▶ _Source document_
== == ==

By Sharon L. McCarthy
May 27, 2012

Last month, we began a discussion of the Internal Revenue Service's whistleblower program, which Congress enhanced in 2006 with the amendment of Section 7623 of the Internal Revenue Code of 1986 (the Code) and enactment of the Tax Relief and Health Care Act of 2006 (the TRHC Act). Tax Relief and Health Care Act of 2006, Pub. L. No. 109-432, ' 406 (2006). The key provisions in Section 7623 changed the steps for submitting a claim, and also altered the award system and other aspects of the program. We continue our look at these changes herein and discuss the program's success to date, as well as proposed improvements to the program.

Awards

Whistleblowers who provide information pursuant to Section 7623(b) are eligible to receive an award of at least 15%, but not more than 30%, of the collected proceeds. I.R.C. ' 7623(b)(1). The exact amount of an award is determined by the IRS's Whistleblower Office, and the determination is based on the extent to which the informant “substantially” contributed to the action. Id. In very specific circumstances, awards can be less than 15%, and in certain cases entirely disallowed. For example, where the information provided is based on certain public sources, the Whistleblower Office may (but is not required to) issue an award that does not exceed 10% of the collected proceeds. I.R.C. ' 7623(b)(2). Additionally, the Whistleblower Office may reduce the award if the whistleblower is someone who “planned and initiated the planning that led to the underpayment of tax”; and an award is prohibited if the whistleblower is convicted of a crime arising out of such conduct. I.R.C. ' 7623(b)(3). (In his Sept. 13, 2011, letter to the IRS Commissioner, Sen. Charles Grassley (R-IA), a drafter of the new law, noted that “limitations for planners and initiators was intended to apply to the chief architect or the chief wrongdoer,” and criticized the IRS's attempts, in IRM 25.2.2.9.2.13.C, to categorize a whistleblower's role as a “planner and initiator as significant, moderate, or minimal.” (emphasis in original; Letter available at www.grassley.senate.gov/about/upload/Shulman-re-IRS-9-13-11.pdf).

== == ==

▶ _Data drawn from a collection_
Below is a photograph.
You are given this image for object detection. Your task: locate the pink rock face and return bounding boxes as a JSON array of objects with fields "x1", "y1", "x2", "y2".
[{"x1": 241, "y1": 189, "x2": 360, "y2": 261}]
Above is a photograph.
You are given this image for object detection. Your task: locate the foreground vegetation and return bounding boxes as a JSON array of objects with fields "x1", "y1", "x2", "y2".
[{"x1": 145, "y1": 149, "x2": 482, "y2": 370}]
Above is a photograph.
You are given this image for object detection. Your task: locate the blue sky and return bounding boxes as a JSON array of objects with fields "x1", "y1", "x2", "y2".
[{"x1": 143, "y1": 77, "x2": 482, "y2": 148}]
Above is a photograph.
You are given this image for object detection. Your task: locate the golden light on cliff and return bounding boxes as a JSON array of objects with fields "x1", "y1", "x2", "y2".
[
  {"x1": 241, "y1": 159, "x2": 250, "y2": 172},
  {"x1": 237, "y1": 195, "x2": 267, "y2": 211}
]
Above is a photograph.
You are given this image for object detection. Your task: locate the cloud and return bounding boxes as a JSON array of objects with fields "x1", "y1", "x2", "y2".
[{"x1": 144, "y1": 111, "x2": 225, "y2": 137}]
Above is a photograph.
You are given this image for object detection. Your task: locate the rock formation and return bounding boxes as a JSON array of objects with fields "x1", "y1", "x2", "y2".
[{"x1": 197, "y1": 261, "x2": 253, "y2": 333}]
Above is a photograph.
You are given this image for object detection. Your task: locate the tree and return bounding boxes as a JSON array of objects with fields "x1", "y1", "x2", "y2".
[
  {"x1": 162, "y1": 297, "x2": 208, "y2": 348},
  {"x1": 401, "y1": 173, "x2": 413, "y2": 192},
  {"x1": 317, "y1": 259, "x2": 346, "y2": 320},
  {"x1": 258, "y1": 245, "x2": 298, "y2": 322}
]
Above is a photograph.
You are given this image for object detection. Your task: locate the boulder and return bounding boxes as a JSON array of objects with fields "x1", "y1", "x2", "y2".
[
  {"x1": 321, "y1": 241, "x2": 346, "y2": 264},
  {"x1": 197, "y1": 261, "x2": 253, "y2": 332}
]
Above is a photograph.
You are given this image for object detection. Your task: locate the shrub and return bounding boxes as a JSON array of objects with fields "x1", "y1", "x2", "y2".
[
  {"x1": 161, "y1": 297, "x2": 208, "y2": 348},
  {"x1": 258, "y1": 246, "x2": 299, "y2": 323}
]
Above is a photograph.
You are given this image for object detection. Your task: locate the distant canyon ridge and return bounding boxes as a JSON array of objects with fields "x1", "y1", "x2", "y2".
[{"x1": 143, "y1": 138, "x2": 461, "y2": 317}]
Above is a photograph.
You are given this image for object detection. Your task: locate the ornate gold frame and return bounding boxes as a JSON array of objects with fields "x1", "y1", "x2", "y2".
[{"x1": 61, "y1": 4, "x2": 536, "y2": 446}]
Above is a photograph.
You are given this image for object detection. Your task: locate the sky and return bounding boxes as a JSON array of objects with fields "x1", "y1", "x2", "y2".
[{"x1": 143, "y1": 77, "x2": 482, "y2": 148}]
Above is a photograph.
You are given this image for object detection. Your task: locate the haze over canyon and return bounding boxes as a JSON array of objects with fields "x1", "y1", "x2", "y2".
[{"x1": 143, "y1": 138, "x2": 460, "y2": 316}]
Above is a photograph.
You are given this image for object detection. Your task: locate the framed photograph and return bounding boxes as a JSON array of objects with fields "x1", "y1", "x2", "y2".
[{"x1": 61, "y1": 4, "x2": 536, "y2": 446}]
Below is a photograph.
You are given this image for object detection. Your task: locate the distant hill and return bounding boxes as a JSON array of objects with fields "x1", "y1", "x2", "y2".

== == ==

▶ _Challenge_
Carry the article on the IRS whistleblower program forward, picking up after its final sentence.

▶ _Result for this exercise_
On Feb. 21, 2012, the Treasury Department issued regulations relating to the definition of “collected proceeds” for purposes of ' 7623(b) whistleblower awards. CFR ' 301.7623-1 “Rewards and awards for information relating to violations of internal revenue laws.” The regulations define “proceeds of amounts collected and collected proceeds” to include the following:

  • Tax, penalties, interest, additions to tax, and additional amounts collected by reason of the information provided;
  • Amounts collected prior to the receipt of the information if the information provided results in the denial of a claim for refund that otherwise would have been paid; and
  • A reduction of an overpayment credit balance used to satisfy a tax liability incurred because of the information provided.

By its omission, the regulation clarifies that fines are not reward-eligible.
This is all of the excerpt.